====== Records
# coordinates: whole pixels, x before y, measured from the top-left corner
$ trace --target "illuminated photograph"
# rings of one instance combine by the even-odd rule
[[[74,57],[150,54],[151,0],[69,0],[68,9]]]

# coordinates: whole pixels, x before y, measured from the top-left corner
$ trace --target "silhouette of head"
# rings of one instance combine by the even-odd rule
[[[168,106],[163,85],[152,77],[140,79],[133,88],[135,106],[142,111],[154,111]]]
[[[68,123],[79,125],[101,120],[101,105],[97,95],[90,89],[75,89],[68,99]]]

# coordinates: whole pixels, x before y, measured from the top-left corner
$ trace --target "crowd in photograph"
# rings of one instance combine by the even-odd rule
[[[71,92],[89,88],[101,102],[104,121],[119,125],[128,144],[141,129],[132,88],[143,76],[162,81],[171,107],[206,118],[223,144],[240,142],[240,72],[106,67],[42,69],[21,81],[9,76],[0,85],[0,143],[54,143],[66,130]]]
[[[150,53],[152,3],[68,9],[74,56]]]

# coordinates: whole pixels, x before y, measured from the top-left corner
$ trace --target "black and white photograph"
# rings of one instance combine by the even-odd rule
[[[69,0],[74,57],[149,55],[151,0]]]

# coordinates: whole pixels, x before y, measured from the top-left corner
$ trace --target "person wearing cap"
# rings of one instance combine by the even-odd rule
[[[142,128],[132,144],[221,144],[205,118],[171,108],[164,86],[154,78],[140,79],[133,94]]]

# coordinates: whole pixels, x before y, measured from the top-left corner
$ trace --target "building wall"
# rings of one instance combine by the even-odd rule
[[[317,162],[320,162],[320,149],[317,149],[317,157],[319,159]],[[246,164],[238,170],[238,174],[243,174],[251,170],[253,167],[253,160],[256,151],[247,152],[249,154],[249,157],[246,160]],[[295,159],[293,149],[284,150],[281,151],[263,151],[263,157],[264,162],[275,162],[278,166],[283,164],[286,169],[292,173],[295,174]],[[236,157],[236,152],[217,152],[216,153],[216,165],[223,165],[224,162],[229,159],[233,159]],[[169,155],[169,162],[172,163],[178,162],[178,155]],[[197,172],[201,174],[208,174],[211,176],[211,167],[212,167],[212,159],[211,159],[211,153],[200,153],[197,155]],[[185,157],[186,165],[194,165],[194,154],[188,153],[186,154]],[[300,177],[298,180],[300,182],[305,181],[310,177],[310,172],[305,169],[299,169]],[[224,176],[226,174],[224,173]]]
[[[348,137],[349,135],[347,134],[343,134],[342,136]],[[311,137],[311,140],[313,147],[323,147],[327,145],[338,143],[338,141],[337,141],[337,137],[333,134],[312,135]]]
============
• _Your task_
Reproduce every line of the listing above without altering a single character.

• _Result_
# coordinates: whole pixels, x before y, measured from the top-left corner
$ trace --target "illuminated photograph"
# rings of one instance combine by the even-odd rule
[[[74,57],[150,54],[151,0],[69,0],[68,9]]]

# coordinates: whole pixels, x before y, measured from the top-left corner
$ trace --target "silhouette of head"
# rings of one instance combine by the even-odd rule
[[[168,106],[163,85],[152,77],[140,79],[133,88],[135,106],[142,111],[154,111]]]
[[[68,123],[79,125],[101,120],[101,105],[97,95],[90,89],[75,89],[68,99]]]

# coordinates: whole pixels, x before y, measured from the top-left corner
$ trace --target "crowd in photograph"
# rings of one instance combine by the even-odd rule
[[[71,92],[89,88],[101,102],[104,121],[119,125],[128,144],[141,129],[132,88],[143,76],[162,81],[171,107],[206,118],[223,144],[240,142],[240,72],[106,67],[42,69],[21,81],[9,76],[0,85],[0,143],[54,143],[66,130]]]
[[[150,53],[152,3],[68,9],[74,56]]]

# coordinates: whole pixels, x before y, measured from the top-left corner
$ trace --target "black and white photograph"
# rings of one instance combine by the even-odd rule
[[[69,0],[74,57],[149,55],[151,0]]]

# coordinates: whole pixels, x before y, measured from the top-left corner
$ trace --target "person wearing cap"
# rings of one instance combine by the even-odd rule
[[[142,128],[132,144],[221,144],[205,118],[171,108],[164,86],[154,78],[140,79],[133,94]]]

# coordinates: whole pixels, x before y, measured from the top-left corner
$ trace --target "building wall"
# rings of one instance combine by the even-odd rule
[[[317,162],[320,162],[320,149],[317,149],[317,157],[319,159]],[[246,164],[238,170],[238,174],[243,174],[251,170],[253,167],[253,160],[256,151],[247,152],[249,154],[249,157],[246,160]],[[295,159],[293,149],[284,150],[281,151],[263,151],[263,157],[264,162],[275,162],[278,166],[283,164],[286,169],[292,173],[295,174]],[[236,157],[236,152],[217,152],[216,153],[216,165],[223,165],[224,162],[229,159],[233,159]],[[169,155],[169,162],[172,163],[178,162],[178,155]],[[197,172],[201,174],[208,174],[211,176],[211,167],[212,167],[212,159],[211,159],[211,153],[200,153],[197,155]],[[185,157],[186,165],[194,165],[194,154],[188,153],[186,154]],[[300,177],[298,180],[300,182],[305,181],[310,177],[310,172],[305,169],[299,169]],[[224,176],[226,174],[224,173]]]
[[[348,137],[349,135],[347,134],[343,134],[342,136]],[[311,137],[311,140],[313,147],[323,147],[327,145],[338,143],[338,141],[337,141],[337,137],[333,134],[312,135]]]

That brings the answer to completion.